● **Selected passage**:

•••••

Labor has lost Australians' trust. They have lost trust over promises about inflation, about high interest rates, about the cost of living. The Labor government is pointing at increases in the low income super tax offset as great news. I welcome the support that helps people who are on low incomes to build their retirement savings. But this does nothing for Australians who are on a tight budget today. It doesn't put money back in their pockets for the escalating food costs, energy costs or mortgage repayments. A future offset does not help them now. They are also concerned about the removal of the death tax exemption. This will hit families when they're at their most vulnerable. When your loved one passes away, the last thing you need to be worried about is the complexities of a superannuation system.
Of major concern is the additional taxation rate on earnings on superannuation balances above $3 million that will start in the next taxation year. This will be taxed at an extra rate of 15 per cent. That's a total of 30 per cent taxation, or double the current taxation rate. Earnings on the portion of superannuation above $10 million will attract a whopping 40 per cent.
I'd like to give a real-life example of someone from my electorate, from Parkes—Scott, from a property near Forbes. He called with concerns when super tax 1.0 was on the horizon. Scott owns a farm through his self-managed superannuation fund that is now worth more than $3 million. Anyone who owns a farm knows that $3 million doesn't amount to much these days when it comes to farmland. Superannuation tax 1.0 would have meant big changes for Scott in a big hurry. Superannuation tax 2.0 also carries concerns. If a farmer is to retire to town and sell the family farm for more than $3 million, the earnings would be taxed at 30 per cent on the portion above $3 million. That's double the current tax. If it were to sell for more than $10 million, that farmer would pay 40 per cent on the tax of the portion above 10 million. How fair is that? This property might have been in the family for generations. Now Scott will lose a significant portion of the sale price to Labor's new superannuation tax 2.0 and his retirement nest egg.

•••••

Dataset entries:
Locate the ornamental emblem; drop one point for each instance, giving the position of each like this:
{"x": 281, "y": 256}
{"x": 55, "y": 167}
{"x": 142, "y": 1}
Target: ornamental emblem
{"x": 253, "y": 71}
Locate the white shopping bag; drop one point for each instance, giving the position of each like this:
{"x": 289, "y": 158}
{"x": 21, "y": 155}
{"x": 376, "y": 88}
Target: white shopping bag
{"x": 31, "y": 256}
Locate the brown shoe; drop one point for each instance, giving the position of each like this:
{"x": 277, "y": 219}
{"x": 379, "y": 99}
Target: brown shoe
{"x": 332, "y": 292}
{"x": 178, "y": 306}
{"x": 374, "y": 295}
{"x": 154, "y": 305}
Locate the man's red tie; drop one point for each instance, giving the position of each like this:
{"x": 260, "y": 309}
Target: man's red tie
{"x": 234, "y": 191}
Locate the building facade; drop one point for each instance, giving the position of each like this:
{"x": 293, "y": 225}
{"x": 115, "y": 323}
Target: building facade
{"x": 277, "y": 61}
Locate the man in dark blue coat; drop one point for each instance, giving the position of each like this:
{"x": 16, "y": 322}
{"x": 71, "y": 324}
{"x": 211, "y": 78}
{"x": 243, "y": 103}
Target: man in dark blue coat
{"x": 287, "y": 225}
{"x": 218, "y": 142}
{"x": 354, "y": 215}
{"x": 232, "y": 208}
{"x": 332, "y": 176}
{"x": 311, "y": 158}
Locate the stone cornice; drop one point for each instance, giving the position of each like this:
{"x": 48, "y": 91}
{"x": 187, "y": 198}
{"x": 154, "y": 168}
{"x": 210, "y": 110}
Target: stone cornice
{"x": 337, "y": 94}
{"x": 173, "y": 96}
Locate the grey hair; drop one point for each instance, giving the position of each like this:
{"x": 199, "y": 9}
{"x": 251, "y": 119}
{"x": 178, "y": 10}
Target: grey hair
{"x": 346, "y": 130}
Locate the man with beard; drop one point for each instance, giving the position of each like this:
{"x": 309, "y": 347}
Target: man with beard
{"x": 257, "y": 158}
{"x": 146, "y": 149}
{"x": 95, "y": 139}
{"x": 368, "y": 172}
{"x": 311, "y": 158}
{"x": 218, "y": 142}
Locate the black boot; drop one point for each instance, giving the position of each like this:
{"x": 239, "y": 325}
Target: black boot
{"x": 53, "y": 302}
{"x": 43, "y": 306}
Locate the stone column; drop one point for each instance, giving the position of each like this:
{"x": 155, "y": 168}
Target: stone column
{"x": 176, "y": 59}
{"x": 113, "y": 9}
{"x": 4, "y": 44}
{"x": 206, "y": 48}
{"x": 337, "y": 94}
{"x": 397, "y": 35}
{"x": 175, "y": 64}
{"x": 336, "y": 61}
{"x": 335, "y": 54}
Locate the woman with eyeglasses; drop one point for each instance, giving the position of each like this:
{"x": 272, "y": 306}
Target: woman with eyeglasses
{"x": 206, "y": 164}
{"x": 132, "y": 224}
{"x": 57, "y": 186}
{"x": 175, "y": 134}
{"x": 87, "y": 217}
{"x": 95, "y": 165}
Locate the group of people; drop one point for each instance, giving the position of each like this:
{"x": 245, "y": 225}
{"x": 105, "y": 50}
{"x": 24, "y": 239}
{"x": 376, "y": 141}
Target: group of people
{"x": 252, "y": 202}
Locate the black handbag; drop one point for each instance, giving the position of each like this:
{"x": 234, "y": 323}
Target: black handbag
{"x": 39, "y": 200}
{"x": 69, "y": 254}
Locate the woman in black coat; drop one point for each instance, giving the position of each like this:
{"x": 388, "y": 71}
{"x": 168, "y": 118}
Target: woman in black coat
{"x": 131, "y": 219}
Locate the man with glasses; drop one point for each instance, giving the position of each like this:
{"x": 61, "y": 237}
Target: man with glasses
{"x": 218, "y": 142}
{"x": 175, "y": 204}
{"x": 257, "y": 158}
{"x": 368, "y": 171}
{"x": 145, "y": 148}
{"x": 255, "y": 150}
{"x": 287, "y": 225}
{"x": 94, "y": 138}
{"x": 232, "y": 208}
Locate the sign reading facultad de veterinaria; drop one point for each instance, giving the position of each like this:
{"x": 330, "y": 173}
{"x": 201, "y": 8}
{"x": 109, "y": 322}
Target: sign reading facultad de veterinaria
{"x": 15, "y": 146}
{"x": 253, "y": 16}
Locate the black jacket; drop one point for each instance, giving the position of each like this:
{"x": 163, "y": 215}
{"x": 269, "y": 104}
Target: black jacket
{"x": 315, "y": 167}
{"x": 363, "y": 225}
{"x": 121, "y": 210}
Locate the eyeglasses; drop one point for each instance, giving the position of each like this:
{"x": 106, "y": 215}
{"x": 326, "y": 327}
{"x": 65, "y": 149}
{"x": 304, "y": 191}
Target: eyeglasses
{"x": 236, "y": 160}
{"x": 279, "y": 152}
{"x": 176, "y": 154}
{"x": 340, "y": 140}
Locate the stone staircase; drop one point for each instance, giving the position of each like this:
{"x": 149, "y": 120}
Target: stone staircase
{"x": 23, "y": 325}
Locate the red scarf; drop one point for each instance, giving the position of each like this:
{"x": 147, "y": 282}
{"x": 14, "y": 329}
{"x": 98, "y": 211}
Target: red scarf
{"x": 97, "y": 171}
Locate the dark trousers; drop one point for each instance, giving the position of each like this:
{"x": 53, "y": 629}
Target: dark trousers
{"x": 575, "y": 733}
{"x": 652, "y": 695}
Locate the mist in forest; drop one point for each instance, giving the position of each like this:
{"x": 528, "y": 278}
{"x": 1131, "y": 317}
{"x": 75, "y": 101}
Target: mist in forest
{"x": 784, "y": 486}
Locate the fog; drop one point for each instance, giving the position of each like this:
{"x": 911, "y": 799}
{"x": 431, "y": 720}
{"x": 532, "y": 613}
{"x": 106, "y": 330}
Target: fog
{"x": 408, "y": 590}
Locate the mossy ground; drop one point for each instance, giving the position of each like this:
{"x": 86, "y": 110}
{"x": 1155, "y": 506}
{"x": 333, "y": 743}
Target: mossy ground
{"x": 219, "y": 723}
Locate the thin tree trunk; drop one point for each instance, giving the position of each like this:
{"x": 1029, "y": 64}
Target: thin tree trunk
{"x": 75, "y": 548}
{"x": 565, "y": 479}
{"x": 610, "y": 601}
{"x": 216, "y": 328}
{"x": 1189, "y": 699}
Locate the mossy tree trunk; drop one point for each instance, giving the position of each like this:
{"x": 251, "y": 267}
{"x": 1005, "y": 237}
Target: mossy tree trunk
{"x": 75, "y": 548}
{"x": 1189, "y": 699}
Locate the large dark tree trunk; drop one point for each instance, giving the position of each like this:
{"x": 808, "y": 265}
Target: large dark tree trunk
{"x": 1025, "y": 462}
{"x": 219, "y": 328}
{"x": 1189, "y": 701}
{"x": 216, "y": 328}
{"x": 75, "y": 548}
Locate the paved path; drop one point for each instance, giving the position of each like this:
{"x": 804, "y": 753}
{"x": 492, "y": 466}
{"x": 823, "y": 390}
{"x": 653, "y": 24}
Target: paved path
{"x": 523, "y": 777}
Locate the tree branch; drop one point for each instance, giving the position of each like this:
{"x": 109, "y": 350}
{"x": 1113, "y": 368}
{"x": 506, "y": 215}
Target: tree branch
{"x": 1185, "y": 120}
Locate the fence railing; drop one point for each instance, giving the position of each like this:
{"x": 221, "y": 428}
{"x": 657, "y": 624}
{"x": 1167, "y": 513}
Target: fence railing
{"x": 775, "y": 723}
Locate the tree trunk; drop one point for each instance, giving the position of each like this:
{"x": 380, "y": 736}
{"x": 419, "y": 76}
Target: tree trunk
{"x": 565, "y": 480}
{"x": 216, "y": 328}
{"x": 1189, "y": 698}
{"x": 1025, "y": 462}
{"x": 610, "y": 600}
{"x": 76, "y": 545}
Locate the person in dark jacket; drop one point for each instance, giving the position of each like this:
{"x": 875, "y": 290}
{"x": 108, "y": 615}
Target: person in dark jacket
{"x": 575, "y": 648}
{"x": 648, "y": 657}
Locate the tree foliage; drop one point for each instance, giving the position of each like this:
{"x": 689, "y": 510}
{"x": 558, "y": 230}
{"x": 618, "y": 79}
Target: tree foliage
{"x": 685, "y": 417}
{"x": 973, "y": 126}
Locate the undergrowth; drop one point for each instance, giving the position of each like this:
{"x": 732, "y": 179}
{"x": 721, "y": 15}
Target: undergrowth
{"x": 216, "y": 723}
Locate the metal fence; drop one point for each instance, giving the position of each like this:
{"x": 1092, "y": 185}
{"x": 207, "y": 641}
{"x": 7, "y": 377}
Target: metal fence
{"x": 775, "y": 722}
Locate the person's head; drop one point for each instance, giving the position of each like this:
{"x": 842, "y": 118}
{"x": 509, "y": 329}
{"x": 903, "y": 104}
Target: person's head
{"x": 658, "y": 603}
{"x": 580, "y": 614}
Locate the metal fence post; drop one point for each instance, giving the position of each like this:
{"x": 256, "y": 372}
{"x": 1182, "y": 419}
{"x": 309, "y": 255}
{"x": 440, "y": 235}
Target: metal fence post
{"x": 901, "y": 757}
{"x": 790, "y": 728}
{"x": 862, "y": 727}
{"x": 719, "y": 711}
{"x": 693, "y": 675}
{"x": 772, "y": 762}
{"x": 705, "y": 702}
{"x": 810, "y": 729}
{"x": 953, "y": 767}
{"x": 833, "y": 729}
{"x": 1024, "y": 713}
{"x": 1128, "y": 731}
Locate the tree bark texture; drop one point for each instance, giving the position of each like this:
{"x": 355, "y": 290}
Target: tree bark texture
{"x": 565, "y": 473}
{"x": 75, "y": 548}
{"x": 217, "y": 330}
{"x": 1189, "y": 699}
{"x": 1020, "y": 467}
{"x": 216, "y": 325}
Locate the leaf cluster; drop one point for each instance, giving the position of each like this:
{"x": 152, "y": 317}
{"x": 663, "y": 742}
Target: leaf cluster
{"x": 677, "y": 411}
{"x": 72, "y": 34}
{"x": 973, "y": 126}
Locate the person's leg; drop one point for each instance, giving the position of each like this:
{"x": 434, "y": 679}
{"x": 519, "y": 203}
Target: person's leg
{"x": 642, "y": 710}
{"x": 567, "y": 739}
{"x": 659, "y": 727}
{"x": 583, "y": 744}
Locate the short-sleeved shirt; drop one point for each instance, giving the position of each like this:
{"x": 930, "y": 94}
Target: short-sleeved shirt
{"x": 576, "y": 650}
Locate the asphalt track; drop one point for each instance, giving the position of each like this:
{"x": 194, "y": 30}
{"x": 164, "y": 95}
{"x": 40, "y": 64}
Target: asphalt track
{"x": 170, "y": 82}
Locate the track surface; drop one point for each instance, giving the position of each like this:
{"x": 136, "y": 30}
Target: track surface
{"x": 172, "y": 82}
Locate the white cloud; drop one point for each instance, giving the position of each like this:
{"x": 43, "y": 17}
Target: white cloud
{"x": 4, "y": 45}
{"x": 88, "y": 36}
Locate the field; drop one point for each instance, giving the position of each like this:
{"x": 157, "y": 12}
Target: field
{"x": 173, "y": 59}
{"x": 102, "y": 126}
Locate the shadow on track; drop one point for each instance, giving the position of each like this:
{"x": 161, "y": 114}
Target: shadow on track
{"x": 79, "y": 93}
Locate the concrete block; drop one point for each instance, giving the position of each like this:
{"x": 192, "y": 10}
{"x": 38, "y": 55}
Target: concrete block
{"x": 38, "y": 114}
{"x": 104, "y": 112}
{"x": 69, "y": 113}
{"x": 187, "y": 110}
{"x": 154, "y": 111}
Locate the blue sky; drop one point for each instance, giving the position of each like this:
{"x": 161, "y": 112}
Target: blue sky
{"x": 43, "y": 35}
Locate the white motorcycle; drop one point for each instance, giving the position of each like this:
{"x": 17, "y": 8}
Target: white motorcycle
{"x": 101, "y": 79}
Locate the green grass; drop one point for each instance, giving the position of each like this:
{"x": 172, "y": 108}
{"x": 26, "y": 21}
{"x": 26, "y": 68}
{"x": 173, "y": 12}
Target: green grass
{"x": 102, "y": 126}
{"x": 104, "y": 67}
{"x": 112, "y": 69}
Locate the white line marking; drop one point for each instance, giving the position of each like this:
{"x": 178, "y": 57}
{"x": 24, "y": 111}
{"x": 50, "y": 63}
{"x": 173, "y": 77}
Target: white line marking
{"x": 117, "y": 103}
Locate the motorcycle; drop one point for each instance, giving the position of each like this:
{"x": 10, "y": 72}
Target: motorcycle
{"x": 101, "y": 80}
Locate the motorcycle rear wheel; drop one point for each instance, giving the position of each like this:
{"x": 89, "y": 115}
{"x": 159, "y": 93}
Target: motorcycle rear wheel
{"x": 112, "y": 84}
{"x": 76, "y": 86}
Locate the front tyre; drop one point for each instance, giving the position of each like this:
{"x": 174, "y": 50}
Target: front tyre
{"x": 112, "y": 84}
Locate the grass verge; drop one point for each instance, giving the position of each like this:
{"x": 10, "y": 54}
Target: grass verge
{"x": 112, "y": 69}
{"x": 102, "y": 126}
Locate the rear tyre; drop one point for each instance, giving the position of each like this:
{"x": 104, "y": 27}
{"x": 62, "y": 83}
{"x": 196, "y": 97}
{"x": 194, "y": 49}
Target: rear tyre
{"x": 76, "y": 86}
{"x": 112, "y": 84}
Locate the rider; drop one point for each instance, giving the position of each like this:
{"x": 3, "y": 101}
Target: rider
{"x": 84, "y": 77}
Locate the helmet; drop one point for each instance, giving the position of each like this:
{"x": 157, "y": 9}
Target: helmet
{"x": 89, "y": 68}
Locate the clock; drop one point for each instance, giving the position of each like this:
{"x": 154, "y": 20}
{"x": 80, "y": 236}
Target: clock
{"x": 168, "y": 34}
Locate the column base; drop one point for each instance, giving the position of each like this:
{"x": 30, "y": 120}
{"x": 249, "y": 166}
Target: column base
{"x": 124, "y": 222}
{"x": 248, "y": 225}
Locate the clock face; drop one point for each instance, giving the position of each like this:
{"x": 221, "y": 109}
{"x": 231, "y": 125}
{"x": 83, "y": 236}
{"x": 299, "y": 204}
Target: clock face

•••••

● **Task A**: Reproduce the stretch of the speech on superannuation tax from "Of major concern" through "40 per cent.".
● **Task B**: In the speech on superannuation tax, what rate applies to earnings on the portion of superannuation above $10 million?
● **Task C**: Name the escalating costs that the speech on superannuation tax says a future offset puts no money back in people's pockets for.
These records were taken from a separate source.

● **Answer area A**:
Of major concern is the additional taxation rate on earnings on superannuation balances above $3 million that will start in the next taxation year. This will be taxed at an extra rate of 15 per cent. That's a total of 30 per cent taxation, or double the current taxation rate. Earnings on the portion of superannuation above $10 million will attract a whopping 40 per cent.

● **Answer area B**: 40 percent

● **Answer area C**: Food costs, energy costs, mortgage repayments